§ What is expected
Using the records below, please work out how many lines contain "slope"; answer with the number alone.

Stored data
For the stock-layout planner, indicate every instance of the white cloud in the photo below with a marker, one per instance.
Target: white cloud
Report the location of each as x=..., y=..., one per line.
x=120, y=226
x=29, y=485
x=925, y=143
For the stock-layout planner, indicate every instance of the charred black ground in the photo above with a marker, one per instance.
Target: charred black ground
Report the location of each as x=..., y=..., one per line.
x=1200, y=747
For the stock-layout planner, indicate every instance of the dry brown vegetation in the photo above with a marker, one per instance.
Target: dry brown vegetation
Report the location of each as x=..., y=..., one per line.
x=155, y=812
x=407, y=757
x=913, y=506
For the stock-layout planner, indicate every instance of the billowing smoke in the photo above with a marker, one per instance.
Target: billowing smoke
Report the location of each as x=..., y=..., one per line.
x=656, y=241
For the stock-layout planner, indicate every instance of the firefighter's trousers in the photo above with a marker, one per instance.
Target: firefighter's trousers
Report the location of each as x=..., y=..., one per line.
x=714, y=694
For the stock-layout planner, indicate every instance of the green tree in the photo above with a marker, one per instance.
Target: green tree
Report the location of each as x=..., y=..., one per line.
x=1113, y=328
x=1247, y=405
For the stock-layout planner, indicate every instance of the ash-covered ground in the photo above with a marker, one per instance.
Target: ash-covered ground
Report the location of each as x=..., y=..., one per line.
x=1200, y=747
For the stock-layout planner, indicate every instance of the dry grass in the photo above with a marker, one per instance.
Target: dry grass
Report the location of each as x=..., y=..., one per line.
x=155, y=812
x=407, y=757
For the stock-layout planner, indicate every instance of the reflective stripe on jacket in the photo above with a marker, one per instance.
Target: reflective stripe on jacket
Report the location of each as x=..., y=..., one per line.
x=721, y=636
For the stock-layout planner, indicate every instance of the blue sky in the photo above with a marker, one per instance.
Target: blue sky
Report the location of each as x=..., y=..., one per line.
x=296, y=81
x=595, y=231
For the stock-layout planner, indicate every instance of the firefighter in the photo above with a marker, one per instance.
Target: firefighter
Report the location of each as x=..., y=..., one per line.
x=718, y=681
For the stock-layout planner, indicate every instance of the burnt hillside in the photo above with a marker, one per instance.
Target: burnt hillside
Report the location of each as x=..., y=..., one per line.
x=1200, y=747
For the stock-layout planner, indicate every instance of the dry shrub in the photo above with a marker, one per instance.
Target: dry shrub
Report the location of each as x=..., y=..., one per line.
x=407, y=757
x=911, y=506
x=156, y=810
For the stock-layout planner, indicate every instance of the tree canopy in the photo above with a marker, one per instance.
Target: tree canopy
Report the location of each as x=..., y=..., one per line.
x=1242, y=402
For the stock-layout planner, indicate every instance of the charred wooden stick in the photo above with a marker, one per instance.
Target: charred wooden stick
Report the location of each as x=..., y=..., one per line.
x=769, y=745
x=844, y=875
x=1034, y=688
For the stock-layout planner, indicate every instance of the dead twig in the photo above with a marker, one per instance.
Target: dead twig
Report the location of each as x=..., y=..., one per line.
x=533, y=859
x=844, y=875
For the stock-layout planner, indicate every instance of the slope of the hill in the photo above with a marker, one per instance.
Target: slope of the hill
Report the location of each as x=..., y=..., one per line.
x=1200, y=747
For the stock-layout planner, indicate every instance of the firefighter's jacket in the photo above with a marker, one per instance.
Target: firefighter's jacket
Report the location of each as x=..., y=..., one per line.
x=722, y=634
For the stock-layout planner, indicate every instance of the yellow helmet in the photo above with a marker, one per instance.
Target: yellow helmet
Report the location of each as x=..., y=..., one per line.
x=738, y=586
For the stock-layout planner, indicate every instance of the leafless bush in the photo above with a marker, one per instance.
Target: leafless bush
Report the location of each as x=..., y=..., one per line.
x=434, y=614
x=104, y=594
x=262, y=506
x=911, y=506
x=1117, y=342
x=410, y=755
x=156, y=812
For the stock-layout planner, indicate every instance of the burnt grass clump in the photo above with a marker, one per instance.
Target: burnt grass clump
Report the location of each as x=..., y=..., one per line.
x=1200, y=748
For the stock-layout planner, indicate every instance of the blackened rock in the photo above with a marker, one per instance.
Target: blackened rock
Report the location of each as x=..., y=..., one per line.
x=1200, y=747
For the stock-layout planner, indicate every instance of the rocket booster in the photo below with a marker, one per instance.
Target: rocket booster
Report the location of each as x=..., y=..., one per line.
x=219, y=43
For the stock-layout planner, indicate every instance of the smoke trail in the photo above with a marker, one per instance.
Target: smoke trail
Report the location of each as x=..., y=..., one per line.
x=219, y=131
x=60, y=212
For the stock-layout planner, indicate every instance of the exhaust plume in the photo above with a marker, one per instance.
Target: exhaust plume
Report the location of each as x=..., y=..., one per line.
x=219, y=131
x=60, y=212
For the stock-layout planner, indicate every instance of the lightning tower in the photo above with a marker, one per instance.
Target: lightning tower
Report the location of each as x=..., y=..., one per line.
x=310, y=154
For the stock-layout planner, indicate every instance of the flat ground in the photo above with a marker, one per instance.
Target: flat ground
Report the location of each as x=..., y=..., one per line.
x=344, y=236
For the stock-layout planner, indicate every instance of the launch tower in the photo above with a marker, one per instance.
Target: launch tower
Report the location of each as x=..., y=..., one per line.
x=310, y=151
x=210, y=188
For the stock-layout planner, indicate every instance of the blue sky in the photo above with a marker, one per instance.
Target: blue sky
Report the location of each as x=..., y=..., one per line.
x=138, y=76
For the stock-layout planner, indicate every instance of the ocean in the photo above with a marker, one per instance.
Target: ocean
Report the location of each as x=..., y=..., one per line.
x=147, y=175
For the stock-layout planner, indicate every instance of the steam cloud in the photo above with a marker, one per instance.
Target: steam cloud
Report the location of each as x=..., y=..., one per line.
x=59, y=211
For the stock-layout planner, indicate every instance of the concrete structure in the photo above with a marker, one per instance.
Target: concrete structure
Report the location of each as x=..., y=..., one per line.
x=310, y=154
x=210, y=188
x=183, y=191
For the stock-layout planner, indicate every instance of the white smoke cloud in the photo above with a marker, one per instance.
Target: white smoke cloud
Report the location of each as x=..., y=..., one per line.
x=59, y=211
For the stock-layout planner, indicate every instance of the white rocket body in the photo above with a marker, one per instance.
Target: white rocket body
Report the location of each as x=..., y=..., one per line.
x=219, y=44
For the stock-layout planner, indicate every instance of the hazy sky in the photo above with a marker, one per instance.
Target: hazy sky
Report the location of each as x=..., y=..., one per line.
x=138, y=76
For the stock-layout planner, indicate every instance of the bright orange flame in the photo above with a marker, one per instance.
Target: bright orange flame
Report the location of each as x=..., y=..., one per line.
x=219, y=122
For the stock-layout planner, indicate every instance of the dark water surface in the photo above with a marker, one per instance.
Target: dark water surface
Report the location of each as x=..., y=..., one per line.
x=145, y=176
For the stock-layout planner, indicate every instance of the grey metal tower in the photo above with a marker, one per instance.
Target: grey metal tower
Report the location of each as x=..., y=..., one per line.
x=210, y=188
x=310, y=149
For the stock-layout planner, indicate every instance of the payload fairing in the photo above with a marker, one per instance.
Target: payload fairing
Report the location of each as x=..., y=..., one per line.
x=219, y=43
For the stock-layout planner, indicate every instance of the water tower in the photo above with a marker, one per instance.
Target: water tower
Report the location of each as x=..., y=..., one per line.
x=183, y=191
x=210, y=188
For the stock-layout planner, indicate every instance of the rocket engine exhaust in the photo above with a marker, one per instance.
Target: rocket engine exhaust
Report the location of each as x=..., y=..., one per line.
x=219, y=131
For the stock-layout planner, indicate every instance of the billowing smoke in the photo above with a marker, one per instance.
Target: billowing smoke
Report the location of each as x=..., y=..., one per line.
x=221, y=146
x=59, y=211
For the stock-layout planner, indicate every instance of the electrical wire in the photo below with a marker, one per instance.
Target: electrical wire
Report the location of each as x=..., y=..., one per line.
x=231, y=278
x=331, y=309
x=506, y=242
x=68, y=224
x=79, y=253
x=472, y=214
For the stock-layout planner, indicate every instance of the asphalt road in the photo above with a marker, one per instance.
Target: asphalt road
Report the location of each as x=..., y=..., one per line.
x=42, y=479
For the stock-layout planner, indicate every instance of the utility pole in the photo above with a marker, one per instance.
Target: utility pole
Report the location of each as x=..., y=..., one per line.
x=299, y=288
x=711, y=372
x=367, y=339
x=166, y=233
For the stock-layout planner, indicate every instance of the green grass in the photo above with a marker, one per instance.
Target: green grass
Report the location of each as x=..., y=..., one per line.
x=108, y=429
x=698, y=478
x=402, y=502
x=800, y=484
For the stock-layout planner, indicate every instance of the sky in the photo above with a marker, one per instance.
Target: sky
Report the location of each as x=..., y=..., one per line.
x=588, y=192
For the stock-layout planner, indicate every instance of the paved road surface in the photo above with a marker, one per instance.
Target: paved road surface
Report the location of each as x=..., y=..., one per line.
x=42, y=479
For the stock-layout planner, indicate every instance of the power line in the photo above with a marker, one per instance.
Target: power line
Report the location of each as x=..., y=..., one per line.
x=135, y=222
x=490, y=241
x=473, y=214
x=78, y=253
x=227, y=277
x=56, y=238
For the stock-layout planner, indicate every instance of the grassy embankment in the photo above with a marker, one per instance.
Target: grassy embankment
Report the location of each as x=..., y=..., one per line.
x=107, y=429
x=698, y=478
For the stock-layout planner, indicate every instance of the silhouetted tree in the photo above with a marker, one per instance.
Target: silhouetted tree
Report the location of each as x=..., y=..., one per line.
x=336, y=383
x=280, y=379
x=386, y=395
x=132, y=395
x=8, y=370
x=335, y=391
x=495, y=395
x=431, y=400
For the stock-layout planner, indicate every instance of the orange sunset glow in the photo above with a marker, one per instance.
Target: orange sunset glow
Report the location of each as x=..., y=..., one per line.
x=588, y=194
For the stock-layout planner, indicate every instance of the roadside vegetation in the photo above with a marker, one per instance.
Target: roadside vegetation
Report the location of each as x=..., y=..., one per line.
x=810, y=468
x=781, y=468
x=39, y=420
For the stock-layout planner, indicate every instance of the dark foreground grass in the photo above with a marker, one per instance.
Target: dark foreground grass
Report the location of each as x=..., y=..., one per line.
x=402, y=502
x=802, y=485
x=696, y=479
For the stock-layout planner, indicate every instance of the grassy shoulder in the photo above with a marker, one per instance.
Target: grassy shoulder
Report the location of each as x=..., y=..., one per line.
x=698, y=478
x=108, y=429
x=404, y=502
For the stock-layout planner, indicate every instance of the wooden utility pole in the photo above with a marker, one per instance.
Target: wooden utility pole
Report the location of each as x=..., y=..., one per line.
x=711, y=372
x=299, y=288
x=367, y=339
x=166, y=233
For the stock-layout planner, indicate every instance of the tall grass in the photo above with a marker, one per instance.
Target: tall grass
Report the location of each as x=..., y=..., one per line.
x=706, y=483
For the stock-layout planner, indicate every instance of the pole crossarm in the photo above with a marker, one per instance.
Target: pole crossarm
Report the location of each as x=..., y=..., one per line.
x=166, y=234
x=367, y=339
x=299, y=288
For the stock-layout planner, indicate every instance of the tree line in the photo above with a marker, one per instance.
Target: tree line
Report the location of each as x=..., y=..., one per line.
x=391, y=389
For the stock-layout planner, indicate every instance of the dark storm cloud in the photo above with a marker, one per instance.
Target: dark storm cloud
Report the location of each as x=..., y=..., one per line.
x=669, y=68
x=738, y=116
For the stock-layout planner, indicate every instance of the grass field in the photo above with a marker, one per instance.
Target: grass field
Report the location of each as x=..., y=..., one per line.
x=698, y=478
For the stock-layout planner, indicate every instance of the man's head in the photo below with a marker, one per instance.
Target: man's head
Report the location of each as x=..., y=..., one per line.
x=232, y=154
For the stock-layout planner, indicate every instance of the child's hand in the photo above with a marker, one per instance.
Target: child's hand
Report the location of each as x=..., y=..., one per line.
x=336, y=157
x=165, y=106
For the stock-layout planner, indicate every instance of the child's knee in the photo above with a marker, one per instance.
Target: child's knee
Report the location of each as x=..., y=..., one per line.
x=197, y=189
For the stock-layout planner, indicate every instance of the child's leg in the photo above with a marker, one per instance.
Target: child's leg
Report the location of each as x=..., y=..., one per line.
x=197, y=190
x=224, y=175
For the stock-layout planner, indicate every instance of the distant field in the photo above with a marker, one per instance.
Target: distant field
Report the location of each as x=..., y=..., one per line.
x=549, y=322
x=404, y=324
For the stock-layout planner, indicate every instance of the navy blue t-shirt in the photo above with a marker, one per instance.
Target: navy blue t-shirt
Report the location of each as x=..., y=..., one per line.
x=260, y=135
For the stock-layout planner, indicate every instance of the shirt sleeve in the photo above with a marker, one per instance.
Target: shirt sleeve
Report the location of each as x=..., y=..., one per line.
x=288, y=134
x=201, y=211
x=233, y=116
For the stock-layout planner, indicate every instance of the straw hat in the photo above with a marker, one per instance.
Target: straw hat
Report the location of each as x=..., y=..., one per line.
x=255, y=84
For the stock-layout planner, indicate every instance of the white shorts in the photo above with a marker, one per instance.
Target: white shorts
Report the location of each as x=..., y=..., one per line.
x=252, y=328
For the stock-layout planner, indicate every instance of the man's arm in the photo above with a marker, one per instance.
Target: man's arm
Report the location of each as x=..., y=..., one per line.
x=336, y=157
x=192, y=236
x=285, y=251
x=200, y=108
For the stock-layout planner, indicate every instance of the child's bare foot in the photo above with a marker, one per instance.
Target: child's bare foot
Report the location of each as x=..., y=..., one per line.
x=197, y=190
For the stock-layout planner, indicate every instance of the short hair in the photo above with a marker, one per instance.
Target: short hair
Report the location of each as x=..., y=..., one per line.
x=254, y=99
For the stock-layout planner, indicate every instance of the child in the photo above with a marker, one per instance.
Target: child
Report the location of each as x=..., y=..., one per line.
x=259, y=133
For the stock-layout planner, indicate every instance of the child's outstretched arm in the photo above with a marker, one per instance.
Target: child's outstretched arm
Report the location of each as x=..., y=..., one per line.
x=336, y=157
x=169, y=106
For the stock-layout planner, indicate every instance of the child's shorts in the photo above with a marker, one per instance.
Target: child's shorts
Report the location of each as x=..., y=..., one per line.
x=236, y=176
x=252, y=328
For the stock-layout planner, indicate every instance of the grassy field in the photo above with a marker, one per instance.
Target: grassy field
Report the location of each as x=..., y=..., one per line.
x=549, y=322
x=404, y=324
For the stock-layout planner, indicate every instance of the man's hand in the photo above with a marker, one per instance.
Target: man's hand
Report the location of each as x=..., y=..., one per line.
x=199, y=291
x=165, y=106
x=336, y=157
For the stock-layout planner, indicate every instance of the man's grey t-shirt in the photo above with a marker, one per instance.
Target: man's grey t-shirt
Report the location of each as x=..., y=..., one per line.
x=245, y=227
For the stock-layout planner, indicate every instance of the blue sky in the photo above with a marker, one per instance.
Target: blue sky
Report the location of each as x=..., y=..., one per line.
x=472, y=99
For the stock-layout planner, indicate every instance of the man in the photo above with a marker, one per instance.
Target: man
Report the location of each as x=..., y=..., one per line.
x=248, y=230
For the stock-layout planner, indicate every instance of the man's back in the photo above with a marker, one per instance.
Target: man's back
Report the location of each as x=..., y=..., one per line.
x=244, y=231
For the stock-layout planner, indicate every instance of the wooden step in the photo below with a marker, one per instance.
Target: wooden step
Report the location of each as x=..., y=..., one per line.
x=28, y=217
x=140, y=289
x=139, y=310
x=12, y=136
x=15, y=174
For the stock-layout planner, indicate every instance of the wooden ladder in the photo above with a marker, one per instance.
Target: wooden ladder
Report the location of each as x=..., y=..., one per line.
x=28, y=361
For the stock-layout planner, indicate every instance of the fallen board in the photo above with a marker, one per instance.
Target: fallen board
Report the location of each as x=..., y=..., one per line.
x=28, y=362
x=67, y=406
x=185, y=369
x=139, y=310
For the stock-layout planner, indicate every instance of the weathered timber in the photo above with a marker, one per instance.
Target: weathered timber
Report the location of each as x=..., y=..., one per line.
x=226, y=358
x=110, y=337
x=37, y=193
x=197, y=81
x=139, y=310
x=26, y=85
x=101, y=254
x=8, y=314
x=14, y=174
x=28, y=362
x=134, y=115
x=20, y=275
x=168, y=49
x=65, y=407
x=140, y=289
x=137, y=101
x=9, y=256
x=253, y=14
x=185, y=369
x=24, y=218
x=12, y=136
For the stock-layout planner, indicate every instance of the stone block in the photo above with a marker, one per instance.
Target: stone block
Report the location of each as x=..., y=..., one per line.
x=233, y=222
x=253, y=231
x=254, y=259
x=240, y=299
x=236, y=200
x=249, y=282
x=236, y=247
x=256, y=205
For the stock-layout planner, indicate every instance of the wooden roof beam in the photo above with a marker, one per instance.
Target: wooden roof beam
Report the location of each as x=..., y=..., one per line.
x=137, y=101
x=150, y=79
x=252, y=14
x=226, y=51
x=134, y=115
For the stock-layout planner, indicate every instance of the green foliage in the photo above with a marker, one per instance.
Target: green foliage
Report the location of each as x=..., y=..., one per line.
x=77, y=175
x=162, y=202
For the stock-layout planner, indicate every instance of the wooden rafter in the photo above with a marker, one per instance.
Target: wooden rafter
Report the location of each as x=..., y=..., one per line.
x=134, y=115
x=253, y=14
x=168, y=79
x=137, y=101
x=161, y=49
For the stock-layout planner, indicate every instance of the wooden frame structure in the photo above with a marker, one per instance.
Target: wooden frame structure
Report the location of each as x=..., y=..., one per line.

§ Written answer
2